── TEXT EXCERPT ──
As part of the work we're having to do for Ubuntu 24.04 support it would be useful to test whether an Ubuntu 24.04 at OSUOSL can run 32-bit containers without the same problems.
Got a ubuntu 2404 arm32 container, https://ci.adoptium.net/computer/test-docker-ubuntu2404-armv7-1/, running on a ubuntu 2404 OSUOSL arm64 dockerhost machine https://ci.adoptium.net/computer/dockerhost-osuosl-ubuntu2404-aarch64-1/ (used to be dockerhost-osuosl-ubuntu2204-aarch64-1)
Failures
sanity openjdk
sun/security/krb5/auto/rcache_usemd5.sh
extended openjdk
jdk_beans_2 java/net/Inet6Address/B6206527.java java/net/ipv6tests/B6521014.java sun/security/ssl/SSLSocketImpl/ServerTimeout.java jdk_jfr_2
extended perf
dacapo-xalan_0 (only one extended perf test failure. Perhaps their failures on containerised arm32 machines is intermittent?)
sanity functional, special functional and extended functional all failed. Rerunning
sanity special and extended (all functional) are failing to build due to this error
13:16:30 [javac] Compiling 1 source file to /home/jenkins/workspace/Test_openjdk8_hs_special.functional_arm_linux/aqa-tests/functional/MockitoTests/bin
13:16:31 [javac] /home/jenkins/workspace/Test_openjdk8_hs_special.functional_arm_linux/aqa-tests/functional/MockitoTests/src/test/java/MockitoMockTest.java:17: error: cannot access Mockito
13:16:31 [javac] import org.mockito.Mockito;
13:16:31 [javac] ^
13:16:31 [javac] bad class file: /home/jenkins/testDependency/lib/mockito-core.jar(org/mockito/Mockito.class)
13:16:31 [javac] class file has wrong version 55.0, should be 52.0
13:16:31 [javac] Please remove or make sure it appears in the correct subdirectory of the classpath.
The node uses jdk17 for its jenkins agent while these are jdk8 tests, that might have something to do with it
No problem building jdk11 sanity functional tests https://ci.adoptium.net/job/Test_openjdk11_hs_sanity.functional_arm_linux/420/console
Switched the jdk on the node to jdk11, restarted the node. Rebuild of sanity special and extended (all functional) https://ci.adoptium.net/job/AQA_Test_Pipeline/261/console
re https://github.com/adoptium/infrastructure/issues/3043#issuecomment-2115123748, class file has wrong version 55.0, should be 52.0
means mismatch java compiler. (see https://stackoverflow.com/questions/60612488/error-class-file-has-wrong-version-55-0-should-be-52-0-when-building-alfresco)
That being said, MockitoMockTest is set JDK11+ in playlist.xml AQA repo atm.
Two things need to be done:
DYNAMIC_COMPILE=true
Rerunning the non intermittent failing tests jdk_net,jdk_util,jdk_jfr on the newly created test-osuosl-ubuntu2404-aarch64-1
Interesting, only the following jdk8 jdk_net tests fail on test-osuosl-ubuntu2404-aarch64-1 (arm64 not arm32)
───
── DATASET EXCERPTS ──
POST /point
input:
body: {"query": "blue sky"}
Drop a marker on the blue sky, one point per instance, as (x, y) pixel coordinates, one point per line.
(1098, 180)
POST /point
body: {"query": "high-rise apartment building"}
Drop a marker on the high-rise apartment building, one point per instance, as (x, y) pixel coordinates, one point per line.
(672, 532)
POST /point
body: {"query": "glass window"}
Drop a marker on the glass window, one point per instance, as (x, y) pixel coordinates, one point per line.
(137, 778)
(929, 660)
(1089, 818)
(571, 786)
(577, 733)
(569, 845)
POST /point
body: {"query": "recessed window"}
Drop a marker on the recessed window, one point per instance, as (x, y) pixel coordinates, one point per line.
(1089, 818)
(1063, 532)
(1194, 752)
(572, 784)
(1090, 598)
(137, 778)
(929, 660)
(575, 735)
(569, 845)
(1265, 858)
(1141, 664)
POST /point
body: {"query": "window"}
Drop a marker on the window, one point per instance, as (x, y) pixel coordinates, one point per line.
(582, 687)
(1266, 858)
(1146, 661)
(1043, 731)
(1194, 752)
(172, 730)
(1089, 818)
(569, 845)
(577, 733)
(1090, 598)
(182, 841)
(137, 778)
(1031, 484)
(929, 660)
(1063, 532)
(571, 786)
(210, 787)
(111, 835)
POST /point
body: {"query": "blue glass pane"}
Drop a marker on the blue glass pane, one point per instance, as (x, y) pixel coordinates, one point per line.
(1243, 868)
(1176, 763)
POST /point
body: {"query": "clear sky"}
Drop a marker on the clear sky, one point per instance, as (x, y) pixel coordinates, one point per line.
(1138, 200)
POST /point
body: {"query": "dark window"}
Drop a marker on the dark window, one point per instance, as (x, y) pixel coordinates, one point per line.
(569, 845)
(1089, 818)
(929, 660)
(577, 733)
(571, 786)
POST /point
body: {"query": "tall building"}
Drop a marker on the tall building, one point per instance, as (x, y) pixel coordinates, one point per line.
───
- REQUEST 1
Answer these questions using the thread on testing Ubuntu 24.04 containers:
(a) Which JDK does the node use for its Jenkins agent?
(b) Which extended perf test failed?
(c) What is MockitoMockTest set to in playlist.xml?
- REQUEST 2
Write out a passage from the thread on testing Ubuntu 24.04 containers word for word. Begin at the words "As part of the" and stop after "to be dockerhost-osuosl-ubuntu2204-aarch64-1)".
- REQUEST 3
Extend the thread on testing Ubuntu 24.04 containers, picking up after its last line.

- FINAL ANSWER 1
(a) jdk17
(b) dacapo-xalan_0
(c) JDK11+

- FINAL ANSWER 2
As part of the work we're having to do for Ubuntu 24.04 support it would be useful to test whether an Ubuntu 24.04 at OSUOSL can run 32-bit containers without the same problems.
Got a ubuntu 2404 arm32 container, https://ci.adoptium.net/computer/test-docker-ubuntu2404-armv7-1/, running on a ubuntu 2404 OSUOSL arm64 dockerhost machine https://ci.adoptium.net/computer/dockerhost-osuosl-ubuntu2404-aarch64-1/ (used to be dockerhost-osuosl-ubuntu2204-aarch64-1)

- FINAL ANSWER 3
TEST: sun/net/www/http/HttpClient/KeepAliveTest.java
TEST: sun/net/www/http/KeepAliveCache/B8291637.java
TEST: sun/net/www/http/KeepAliveCache/KeepAliveProperty.java
TEST: sun/net/www/http/KeepAliveCache/B8293562.java
The jdk_util jdk_jfr tests pass
I've kicked off the sanity run on the U2404/arm32 box with the v1.0.1-release branch to see if the build failure is specific to something in the master branch. It's not immediately obvious why this would be specific to arm32 machines though.
jdk8 jdk_util tests, which consistently fail on the static docker arm32 nodes, pass on test-docker-ubuntu2404-armv7-1
https://ci.adoptium.net/job/Grinder/10156/tapResults/
We're also not seeing the same ipv6 jdk_net failures that we see in https://github.com/adoptium/infrastructure/issues/3043#issuecomment-2085016314
I believe the perf suites are also in this category and should be understood/mitigated so the CI is not dependent upon my ODROID systems.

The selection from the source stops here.